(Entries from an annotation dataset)
——
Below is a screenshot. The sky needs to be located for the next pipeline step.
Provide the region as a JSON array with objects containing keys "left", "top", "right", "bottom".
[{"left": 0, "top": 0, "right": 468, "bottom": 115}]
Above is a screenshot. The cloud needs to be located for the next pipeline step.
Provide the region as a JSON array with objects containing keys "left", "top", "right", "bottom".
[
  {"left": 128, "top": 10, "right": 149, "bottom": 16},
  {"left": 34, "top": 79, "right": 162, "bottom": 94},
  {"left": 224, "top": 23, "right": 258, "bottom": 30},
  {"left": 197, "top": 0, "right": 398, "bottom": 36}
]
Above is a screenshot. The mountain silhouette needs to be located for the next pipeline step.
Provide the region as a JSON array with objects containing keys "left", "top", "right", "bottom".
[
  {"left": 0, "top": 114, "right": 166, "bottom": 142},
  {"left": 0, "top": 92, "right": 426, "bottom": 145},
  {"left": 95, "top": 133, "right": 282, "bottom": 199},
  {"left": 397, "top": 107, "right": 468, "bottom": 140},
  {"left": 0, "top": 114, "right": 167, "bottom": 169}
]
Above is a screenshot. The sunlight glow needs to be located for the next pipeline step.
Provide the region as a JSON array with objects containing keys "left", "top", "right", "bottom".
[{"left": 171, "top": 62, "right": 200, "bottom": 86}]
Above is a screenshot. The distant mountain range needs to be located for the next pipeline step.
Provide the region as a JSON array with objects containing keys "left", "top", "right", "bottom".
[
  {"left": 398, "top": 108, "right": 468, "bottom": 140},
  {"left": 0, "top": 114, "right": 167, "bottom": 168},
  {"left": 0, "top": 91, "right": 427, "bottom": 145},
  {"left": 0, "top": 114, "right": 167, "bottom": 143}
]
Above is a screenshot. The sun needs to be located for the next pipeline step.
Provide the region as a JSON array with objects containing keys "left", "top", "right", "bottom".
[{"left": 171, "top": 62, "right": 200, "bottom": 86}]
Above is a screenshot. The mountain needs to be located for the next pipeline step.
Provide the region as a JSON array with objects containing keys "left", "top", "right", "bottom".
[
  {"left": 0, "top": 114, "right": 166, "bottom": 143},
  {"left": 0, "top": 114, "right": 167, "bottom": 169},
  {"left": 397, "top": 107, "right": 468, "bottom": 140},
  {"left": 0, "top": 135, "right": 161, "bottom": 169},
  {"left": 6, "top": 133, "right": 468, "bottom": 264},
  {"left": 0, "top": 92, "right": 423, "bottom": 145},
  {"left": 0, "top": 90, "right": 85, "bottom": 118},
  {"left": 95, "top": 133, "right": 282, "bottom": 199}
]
——
Copy everything from the line containing "Above is a screenshot. The mountain needs" down to the end of the listing, requests included. Multiply each box coordinate in the answers by 2.2 and round to whole numbers, with halves rounded up.

_The result_
Above is a screenshot. The mountain needs to be located for the next pipeline step.
Provide the region as a JSON array with objects containing keys "left", "top", "right", "bottom".
[
  {"left": 0, "top": 251, "right": 365, "bottom": 315},
  {"left": 0, "top": 251, "right": 367, "bottom": 372},
  {"left": 873, "top": 235, "right": 1030, "bottom": 308},
  {"left": 0, "top": 297, "right": 354, "bottom": 372},
  {"left": 13, "top": 293, "right": 1030, "bottom": 581},
  {"left": 0, "top": 202, "right": 931, "bottom": 319},
  {"left": 0, "top": 198, "right": 187, "bottom": 260},
  {"left": 209, "top": 293, "right": 620, "bottom": 438}
]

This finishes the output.